EXERCISE INSTRUCTIONS:
Copy the entries below word for word, with no changes.

INPUT:
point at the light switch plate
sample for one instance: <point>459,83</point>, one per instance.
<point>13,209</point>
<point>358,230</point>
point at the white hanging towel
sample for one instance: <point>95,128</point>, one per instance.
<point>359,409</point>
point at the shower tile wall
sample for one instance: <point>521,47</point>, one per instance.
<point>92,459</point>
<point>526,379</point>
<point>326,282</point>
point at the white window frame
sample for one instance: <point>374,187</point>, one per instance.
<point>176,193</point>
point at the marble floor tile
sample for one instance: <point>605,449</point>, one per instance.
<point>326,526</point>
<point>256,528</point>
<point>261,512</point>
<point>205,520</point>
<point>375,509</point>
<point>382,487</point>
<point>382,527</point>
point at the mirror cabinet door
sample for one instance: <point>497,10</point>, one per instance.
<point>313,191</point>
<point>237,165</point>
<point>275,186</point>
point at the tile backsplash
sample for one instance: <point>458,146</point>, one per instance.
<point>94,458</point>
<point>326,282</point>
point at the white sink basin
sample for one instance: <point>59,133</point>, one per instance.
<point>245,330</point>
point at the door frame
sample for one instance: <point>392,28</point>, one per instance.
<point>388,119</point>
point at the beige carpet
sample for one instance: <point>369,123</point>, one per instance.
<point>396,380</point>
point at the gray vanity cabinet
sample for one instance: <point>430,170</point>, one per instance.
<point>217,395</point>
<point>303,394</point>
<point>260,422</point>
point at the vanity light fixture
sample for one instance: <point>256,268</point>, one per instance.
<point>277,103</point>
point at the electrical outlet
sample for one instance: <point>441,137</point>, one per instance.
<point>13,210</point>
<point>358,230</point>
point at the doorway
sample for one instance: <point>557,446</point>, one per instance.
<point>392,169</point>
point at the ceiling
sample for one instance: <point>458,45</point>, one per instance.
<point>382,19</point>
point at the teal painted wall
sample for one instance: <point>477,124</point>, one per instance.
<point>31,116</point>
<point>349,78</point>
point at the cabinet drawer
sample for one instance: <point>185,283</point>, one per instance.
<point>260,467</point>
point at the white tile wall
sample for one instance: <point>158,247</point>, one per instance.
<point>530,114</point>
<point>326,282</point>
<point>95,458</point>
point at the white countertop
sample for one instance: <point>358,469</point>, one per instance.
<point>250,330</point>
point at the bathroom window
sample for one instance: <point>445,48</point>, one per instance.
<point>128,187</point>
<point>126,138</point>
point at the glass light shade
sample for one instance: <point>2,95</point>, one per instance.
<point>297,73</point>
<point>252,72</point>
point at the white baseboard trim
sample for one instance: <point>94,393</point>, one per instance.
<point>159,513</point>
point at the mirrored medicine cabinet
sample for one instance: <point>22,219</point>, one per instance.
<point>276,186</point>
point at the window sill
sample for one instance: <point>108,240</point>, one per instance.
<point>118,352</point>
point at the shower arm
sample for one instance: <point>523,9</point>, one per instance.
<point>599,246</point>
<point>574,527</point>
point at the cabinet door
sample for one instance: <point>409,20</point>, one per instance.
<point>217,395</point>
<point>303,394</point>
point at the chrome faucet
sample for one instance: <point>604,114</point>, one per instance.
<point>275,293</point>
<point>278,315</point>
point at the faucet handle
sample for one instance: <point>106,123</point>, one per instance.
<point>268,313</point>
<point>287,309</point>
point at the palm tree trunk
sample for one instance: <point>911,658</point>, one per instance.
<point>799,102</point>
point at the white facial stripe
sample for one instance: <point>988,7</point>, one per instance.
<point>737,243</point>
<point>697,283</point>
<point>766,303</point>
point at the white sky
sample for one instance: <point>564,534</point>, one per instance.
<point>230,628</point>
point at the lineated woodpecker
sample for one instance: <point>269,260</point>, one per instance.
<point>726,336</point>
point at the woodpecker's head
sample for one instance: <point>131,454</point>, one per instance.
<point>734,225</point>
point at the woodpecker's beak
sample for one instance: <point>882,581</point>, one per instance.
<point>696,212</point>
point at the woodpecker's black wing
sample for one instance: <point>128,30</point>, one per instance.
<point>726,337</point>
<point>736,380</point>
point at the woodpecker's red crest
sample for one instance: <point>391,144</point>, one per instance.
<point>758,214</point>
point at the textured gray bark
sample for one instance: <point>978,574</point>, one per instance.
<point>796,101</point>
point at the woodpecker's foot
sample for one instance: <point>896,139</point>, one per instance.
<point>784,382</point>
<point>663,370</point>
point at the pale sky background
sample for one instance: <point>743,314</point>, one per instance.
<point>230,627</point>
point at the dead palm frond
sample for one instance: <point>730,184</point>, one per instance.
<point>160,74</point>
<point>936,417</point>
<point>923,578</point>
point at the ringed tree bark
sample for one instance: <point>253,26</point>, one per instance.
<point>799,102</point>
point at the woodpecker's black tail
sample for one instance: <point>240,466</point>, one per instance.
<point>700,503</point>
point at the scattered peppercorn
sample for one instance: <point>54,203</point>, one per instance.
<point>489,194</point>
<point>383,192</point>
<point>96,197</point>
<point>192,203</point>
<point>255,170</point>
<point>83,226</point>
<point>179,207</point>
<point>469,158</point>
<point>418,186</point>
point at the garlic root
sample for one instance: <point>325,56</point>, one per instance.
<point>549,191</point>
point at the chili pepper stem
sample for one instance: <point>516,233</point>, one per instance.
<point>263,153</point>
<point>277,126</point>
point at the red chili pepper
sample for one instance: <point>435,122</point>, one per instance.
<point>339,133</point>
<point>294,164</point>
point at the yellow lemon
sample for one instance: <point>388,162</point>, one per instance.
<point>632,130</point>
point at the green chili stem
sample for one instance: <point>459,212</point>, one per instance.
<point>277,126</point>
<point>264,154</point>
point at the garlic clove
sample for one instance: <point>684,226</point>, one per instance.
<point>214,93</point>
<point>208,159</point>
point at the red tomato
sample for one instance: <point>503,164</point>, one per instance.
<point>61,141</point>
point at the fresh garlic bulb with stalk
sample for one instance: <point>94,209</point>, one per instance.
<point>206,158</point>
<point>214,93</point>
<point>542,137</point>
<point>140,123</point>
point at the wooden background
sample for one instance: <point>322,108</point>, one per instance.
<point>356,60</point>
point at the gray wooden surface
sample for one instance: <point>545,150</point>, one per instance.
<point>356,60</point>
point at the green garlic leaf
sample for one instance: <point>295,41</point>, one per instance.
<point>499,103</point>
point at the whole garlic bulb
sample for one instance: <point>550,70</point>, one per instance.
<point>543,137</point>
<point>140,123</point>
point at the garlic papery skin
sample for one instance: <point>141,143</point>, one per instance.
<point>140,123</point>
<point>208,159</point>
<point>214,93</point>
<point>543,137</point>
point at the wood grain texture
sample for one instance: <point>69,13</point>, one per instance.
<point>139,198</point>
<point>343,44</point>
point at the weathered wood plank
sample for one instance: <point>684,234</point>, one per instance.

FINAL ANSWER:
point at the light switch plate
sample for one instance: <point>459,83</point>, one per instance.
<point>13,209</point>
<point>358,230</point>
point at the white hanging towel
sample for one instance: <point>95,128</point>, one per instance.
<point>359,409</point>
point at the shower tile wall
sample for one instance: <point>521,47</point>, one per instance.
<point>92,459</point>
<point>526,379</point>
<point>326,282</point>
point at the white window frame
sample for one instance: <point>374,187</point>, one per instance.
<point>176,193</point>
point at the marble floor tile
sample for one instance: <point>605,449</point>, one per instance.
<point>326,526</point>
<point>256,528</point>
<point>261,512</point>
<point>205,520</point>
<point>375,509</point>
<point>382,487</point>
<point>382,527</point>
point at the mirror cabinet door
sample for one instance: <point>497,10</point>, one per instance.
<point>313,191</point>
<point>237,165</point>
<point>275,186</point>
point at the tile backsplash
sample for one instance: <point>458,146</point>, one per instance.
<point>94,458</point>
<point>326,282</point>
point at the white sink basin
sample for one instance: <point>59,133</point>, one per instance.
<point>245,330</point>
point at the door frame
sample for one instance: <point>392,28</point>, one per instance.
<point>388,119</point>
point at the beige carpet
sample for one instance: <point>369,123</point>, one per instance.
<point>396,380</point>
point at the gray vanity cabinet
sample for one instance: <point>430,170</point>, one per instance.
<point>217,395</point>
<point>303,394</point>
<point>260,422</point>
point at the vanity light fixture
sample for one instance: <point>256,268</point>, one per instance.
<point>277,103</point>
point at the electrical outlet
sample for one instance: <point>441,137</point>, one per instance.
<point>13,210</point>
<point>358,230</point>
point at the doorway
sample for one instance: <point>557,446</point>, one per instance.
<point>392,169</point>
point at the ceiling
sample for one instance: <point>458,45</point>, one per instance.
<point>382,19</point>
point at the teal painted wall
sample for one instance: <point>477,124</point>, one per instance.
<point>31,116</point>
<point>349,78</point>
point at the cabinet drawer
sample for one instance: <point>185,283</point>, one per instance.
<point>260,467</point>
point at the white tile wall
sample for one instance: <point>158,247</point>, one per instance.
<point>530,114</point>
<point>326,282</point>
<point>95,458</point>
point at the white countertop
sample for one instance: <point>358,469</point>, one per instance.
<point>250,330</point>
point at the bathroom window
sample for one instance: <point>445,48</point>, one per instance.
<point>128,187</point>
<point>126,138</point>
point at the glass light shade
sample for one instance: <point>2,95</point>, one per instance.
<point>297,73</point>
<point>252,72</point>
point at the white baseboard trim
sample for one instance: <point>94,393</point>, one per instance.
<point>159,513</point>
point at the mirrored medicine cabinet
sample for one instance: <point>22,219</point>, one per instance.
<point>276,186</point>
point at the window sill
sample for one instance: <point>108,240</point>, one per instance.
<point>118,352</point>
point at the shower arm
sample for one instance: <point>523,9</point>, one per instance.
<point>599,246</point>
<point>574,527</point>
point at the cabinet door
sample for one instance: <point>409,20</point>, one per instance.
<point>217,395</point>
<point>303,394</point>
point at the chrome faucet
sample for one instance: <point>604,114</point>, one per instance.
<point>275,293</point>
<point>278,315</point>
point at the faucet handle
sample for one instance: <point>106,123</point>, one per instance.
<point>268,313</point>
<point>287,309</point>
point at the palm tree trunk
sample for one instance: <point>911,658</point>, one per instance.
<point>799,102</point>
point at the white facial stripe
sample for one instance: <point>988,7</point>, one per instance.
<point>737,243</point>
<point>697,283</point>
<point>766,303</point>
point at the white sky
sample for one instance: <point>564,534</point>, one per instance.
<point>230,628</point>
point at the lineated woodpecker
sample for one instance: <point>269,260</point>, one per instance.
<point>726,336</point>
point at the woodpecker's head
sample for one instance: <point>131,454</point>, one per instance.
<point>734,225</point>
point at the woodpecker's beak
sample for one instance: <point>882,581</point>, one per instance.
<point>696,212</point>
point at the woodpecker's black wing
sample for one instance: <point>128,30</point>, one per instance.
<point>726,337</point>
<point>736,380</point>
point at the woodpecker's red crest
sample for one instance: <point>391,144</point>, one per instance.
<point>758,214</point>
point at the textured gray bark
sample for one instance: <point>978,574</point>, one per instance.
<point>796,101</point>
point at the woodpecker's foot
sample for one instance: <point>896,139</point>, one per instance.
<point>784,382</point>
<point>663,370</point>
point at the pale sky background
sample for one instance: <point>743,314</point>, one per instance.
<point>230,627</point>
point at the dead palm frond
sample for one instance: <point>730,184</point>, one per instance.
<point>160,74</point>
<point>936,417</point>
<point>923,578</point>
point at the ringed tree bark
sample for one instance: <point>253,26</point>, one per instance.
<point>799,102</point>
point at the woodpecker's black tail
sample for one instance: <point>240,466</point>, one per instance.
<point>700,503</point>
point at the scattered peppercorn
sample for one instance: <point>54,203</point>, one per instance.
<point>489,194</point>
<point>383,192</point>
<point>96,197</point>
<point>192,203</point>
<point>255,170</point>
<point>83,226</point>
<point>179,207</point>
<point>469,158</point>
<point>418,186</point>
point at the garlic root
sample for one instance: <point>325,56</point>, one per instance.
<point>549,191</point>
point at the chili pepper stem
sample for one instance: <point>516,233</point>, one per instance.
<point>263,153</point>
<point>277,126</point>
point at the red chili pepper
sample for one instance: <point>435,122</point>, one per instance.
<point>339,133</point>
<point>294,164</point>
point at the yellow lemon
sample for one instance: <point>388,162</point>, one per instance.
<point>632,130</point>
point at the green chili stem
sample for one instance: <point>459,212</point>, one per instance.
<point>277,126</point>
<point>264,154</point>
point at the garlic clove
sample for one instance: <point>684,226</point>, one per instance.
<point>214,93</point>
<point>208,159</point>
point at the red tomato
sample for one instance: <point>503,164</point>, one per instance.
<point>61,141</point>
point at the fresh garlic bulb with stalk
sample for one instance: <point>94,209</point>, one per instance.
<point>206,158</point>
<point>214,93</point>
<point>542,137</point>
<point>140,123</point>
point at the wooden background
sample for one instance: <point>322,108</point>, one per instance.
<point>356,60</point>
point at the gray wooden surface
sample for one instance: <point>545,150</point>, one per instance.
<point>356,60</point>
point at the green garlic leaf
sample for one instance: <point>295,41</point>, one per instance.
<point>499,103</point>
point at the whole garlic bulb
sample for one instance: <point>550,70</point>, one per instance.
<point>543,137</point>
<point>140,123</point>
point at the garlic papery skin
sample for one instance: <point>141,143</point>, one per instance.
<point>140,123</point>
<point>208,159</point>
<point>214,93</point>
<point>543,137</point>
point at the wood grain texture
sample for one instance: <point>69,13</point>, one per instance.
<point>139,198</point>
<point>343,44</point>
point at the weathered wood plank
sample for one instance: <point>684,234</point>, one per instance.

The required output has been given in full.